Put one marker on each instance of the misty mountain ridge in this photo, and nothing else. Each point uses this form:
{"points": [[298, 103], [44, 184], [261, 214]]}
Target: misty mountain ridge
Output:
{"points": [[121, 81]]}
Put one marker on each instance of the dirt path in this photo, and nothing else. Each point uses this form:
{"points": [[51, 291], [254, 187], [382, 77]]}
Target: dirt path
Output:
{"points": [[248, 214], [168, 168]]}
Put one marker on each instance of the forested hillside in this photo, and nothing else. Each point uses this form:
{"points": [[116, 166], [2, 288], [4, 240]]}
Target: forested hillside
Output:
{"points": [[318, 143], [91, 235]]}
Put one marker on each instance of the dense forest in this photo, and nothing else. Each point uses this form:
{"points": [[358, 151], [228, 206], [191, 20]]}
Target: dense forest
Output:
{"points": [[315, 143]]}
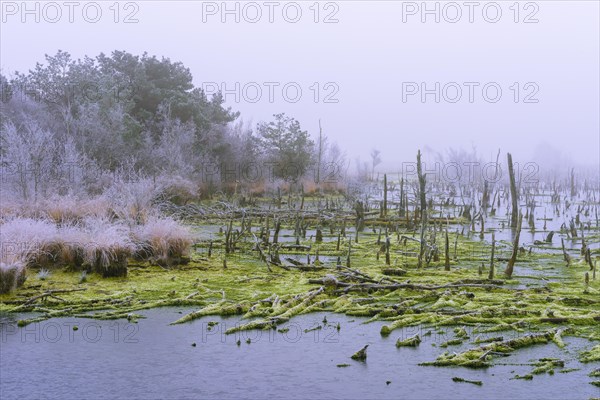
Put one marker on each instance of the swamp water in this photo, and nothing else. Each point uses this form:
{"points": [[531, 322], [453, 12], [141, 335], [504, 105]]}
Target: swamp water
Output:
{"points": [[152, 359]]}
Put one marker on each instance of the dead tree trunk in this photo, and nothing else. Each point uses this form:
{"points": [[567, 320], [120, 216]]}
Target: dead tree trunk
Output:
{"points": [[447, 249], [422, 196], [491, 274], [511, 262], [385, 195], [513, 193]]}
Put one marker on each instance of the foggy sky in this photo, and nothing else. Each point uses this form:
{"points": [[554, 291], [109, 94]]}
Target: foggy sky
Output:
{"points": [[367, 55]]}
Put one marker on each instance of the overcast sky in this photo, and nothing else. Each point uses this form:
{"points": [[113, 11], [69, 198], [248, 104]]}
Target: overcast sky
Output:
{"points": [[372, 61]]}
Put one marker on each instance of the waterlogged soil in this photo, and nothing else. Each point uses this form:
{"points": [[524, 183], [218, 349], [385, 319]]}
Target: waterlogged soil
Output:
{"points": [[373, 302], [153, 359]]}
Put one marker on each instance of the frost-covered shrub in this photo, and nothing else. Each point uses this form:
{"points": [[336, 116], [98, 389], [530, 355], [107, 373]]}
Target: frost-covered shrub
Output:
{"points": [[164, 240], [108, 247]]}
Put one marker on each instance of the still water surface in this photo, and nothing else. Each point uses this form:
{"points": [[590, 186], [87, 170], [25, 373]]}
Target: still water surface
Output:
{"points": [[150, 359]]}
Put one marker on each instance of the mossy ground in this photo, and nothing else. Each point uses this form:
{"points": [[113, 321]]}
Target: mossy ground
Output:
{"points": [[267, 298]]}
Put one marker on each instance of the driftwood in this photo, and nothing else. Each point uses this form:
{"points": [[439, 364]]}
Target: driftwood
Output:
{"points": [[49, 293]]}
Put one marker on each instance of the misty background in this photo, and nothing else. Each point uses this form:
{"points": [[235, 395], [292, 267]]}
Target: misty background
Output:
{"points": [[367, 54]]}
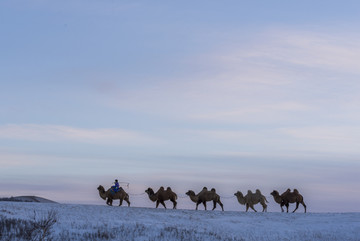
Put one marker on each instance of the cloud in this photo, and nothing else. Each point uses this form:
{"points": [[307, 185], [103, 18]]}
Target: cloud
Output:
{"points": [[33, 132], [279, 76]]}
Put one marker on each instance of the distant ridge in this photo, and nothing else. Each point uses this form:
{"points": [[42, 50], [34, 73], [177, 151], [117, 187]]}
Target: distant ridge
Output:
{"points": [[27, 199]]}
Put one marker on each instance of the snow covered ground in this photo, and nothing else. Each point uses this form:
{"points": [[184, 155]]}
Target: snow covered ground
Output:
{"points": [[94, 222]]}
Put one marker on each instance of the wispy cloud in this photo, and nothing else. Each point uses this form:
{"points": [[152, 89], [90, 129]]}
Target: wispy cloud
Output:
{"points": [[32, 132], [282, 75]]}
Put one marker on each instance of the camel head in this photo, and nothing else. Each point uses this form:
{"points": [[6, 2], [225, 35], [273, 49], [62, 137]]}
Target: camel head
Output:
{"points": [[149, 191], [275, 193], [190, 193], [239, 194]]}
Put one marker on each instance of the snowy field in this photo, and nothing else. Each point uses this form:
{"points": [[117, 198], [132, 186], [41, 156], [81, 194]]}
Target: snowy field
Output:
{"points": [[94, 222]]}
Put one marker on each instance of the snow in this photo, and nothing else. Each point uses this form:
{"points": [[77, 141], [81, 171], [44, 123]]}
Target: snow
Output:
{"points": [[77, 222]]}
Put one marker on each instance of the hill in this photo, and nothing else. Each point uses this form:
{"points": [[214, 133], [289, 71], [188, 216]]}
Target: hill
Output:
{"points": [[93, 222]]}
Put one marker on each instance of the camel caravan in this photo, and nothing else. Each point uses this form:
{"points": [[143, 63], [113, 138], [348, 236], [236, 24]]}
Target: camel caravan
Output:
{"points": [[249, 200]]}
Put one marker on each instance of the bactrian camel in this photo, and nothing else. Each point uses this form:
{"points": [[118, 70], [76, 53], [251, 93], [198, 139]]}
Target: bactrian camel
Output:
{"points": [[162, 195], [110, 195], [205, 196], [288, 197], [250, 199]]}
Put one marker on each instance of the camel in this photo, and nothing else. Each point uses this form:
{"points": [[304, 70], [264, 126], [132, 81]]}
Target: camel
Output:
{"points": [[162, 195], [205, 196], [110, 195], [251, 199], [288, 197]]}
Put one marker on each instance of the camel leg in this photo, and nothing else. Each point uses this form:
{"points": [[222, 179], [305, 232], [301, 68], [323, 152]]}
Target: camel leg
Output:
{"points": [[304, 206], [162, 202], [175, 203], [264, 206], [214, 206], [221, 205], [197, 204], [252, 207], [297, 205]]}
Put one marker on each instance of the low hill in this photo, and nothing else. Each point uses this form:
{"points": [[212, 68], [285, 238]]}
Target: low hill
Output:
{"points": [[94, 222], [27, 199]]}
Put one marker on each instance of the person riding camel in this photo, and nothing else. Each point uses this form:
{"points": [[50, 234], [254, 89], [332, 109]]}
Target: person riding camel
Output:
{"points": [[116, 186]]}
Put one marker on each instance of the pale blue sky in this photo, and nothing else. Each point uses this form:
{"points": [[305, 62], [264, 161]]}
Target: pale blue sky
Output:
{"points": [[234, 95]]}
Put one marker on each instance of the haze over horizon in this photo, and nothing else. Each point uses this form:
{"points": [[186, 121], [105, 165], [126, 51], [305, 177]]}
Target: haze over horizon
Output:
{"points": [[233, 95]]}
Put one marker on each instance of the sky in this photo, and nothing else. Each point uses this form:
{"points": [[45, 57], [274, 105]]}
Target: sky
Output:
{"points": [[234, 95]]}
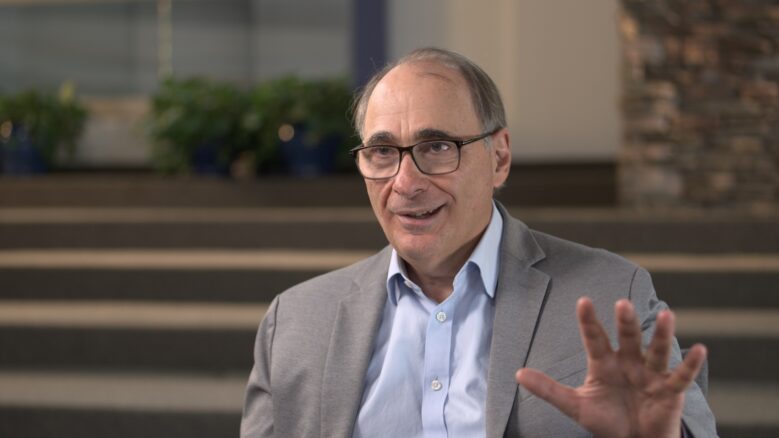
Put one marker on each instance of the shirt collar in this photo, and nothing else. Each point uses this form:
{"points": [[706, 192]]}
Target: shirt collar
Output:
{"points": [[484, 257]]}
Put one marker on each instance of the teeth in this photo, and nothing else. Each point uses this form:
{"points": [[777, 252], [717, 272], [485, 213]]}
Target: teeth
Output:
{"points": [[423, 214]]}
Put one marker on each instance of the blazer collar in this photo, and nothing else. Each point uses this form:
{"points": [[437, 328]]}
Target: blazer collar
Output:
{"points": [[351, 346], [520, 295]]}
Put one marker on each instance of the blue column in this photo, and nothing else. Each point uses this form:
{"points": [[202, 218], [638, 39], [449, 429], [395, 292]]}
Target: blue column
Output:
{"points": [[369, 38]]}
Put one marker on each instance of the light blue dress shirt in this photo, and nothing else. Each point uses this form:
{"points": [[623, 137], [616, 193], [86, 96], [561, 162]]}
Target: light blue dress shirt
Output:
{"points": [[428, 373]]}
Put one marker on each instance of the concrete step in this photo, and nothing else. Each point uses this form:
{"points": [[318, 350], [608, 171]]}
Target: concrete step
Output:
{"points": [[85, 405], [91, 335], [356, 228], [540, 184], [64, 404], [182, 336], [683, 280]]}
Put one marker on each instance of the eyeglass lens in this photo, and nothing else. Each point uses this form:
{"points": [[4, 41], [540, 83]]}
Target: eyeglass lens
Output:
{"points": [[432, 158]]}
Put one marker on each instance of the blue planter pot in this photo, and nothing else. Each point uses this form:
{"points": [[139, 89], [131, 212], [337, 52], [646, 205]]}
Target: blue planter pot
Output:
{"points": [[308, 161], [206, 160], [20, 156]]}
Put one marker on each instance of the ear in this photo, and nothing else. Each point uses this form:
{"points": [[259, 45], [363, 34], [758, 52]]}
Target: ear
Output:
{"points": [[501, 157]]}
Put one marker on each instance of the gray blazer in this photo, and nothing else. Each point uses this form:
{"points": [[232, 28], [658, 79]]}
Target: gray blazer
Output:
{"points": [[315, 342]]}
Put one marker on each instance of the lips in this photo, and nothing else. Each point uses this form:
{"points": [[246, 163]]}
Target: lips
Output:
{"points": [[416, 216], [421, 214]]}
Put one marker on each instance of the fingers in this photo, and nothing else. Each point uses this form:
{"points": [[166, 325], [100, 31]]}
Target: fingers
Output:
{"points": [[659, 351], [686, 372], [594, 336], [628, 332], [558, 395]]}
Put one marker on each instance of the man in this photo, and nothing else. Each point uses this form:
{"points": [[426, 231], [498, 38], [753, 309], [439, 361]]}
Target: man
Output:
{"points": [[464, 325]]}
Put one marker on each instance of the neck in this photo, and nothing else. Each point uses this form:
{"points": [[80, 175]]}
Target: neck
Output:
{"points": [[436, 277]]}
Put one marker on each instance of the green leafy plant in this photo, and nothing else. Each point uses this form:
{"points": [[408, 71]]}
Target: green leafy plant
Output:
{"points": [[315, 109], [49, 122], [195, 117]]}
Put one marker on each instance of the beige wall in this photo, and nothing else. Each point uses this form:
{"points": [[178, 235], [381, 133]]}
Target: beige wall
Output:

# [What to produce]
Output an exact copy of the lines beginning at the one that holds "Put one marker on each instance of the eyeglass" and running through the final line of the records.

# [Worked solution]
Put one marker on each instance of the eyeglass lens in this photo, and nothing else. Each point uses this form:
{"points": [[4, 41], [540, 83]]}
Target: eyeglass lens
Output:
{"points": [[432, 158]]}
Put one marker on each instance of the blue planter pot in this photo, and nothing else. Each point uses this form:
{"points": [[139, 89], [131, 212], [337, 52], [646, 205]]}
Target: blue planter pot
Output:
{"points": [[308, 161], [206, 160], [20, 156]]}
Put one marker on each instance of the ear in this photo, and nothing else. Each point uses this form:
{"points": [[259, 45], [363, 34], [758, 52]]}
Target: ear
Output:
{"points": [[501, 157]]}
Put one marker on each instance of the gray blazer in this photo, and nothing else. Each point uses this form:
{"points": [[232, 28], [658, 79]]}
Target: gray blazer
Output:
{"points": [[315, 342]]}
Put one marker on each instance of the lips in this photo, and nothing else. Each point uses this form:
{"points": [[246, 163]]}
Target: lips
Output:
{"points": [[416, 216], [421, 214]]}
Put one marker on each instance of the fingers in this photo, and nothing else. Each point uses this form:
{"points": [[166, 325], [100, 31]]}
Target: fingers
Output:
{"points": [[659, 351], [686, 372], [594, 336], [628, 332], [558, 395]]}
Put one marker on each instance of the man in this photo, and nothing else. Each point uses this form:
{"points": [[426, 231], [498, 38], [753, 309], [439, 361]]}
Target: man
Output:
{"points": [[464, 325]]}
Put one marker on each instance of the neck in this photo, and nothing else. Each point uses this form:
{"points": [[80, 175]]}
Target: neck
Output:
{"points": [[436, 277]]}
Put one marker on each instance of the green leafy plant in this photo, and nothing else. Each point uses this form:
{"points": [[408, 71]]}
Target: green leafy plant
Output:
{"points": [[315, 109], [49, 122], [195, 117]]}
Put one marker on each instance of the beige wall in this photo, and nothing else. Each point uses this form:
{"points": [[178, 235], [381, 133]]}
Target: beige wall
Output:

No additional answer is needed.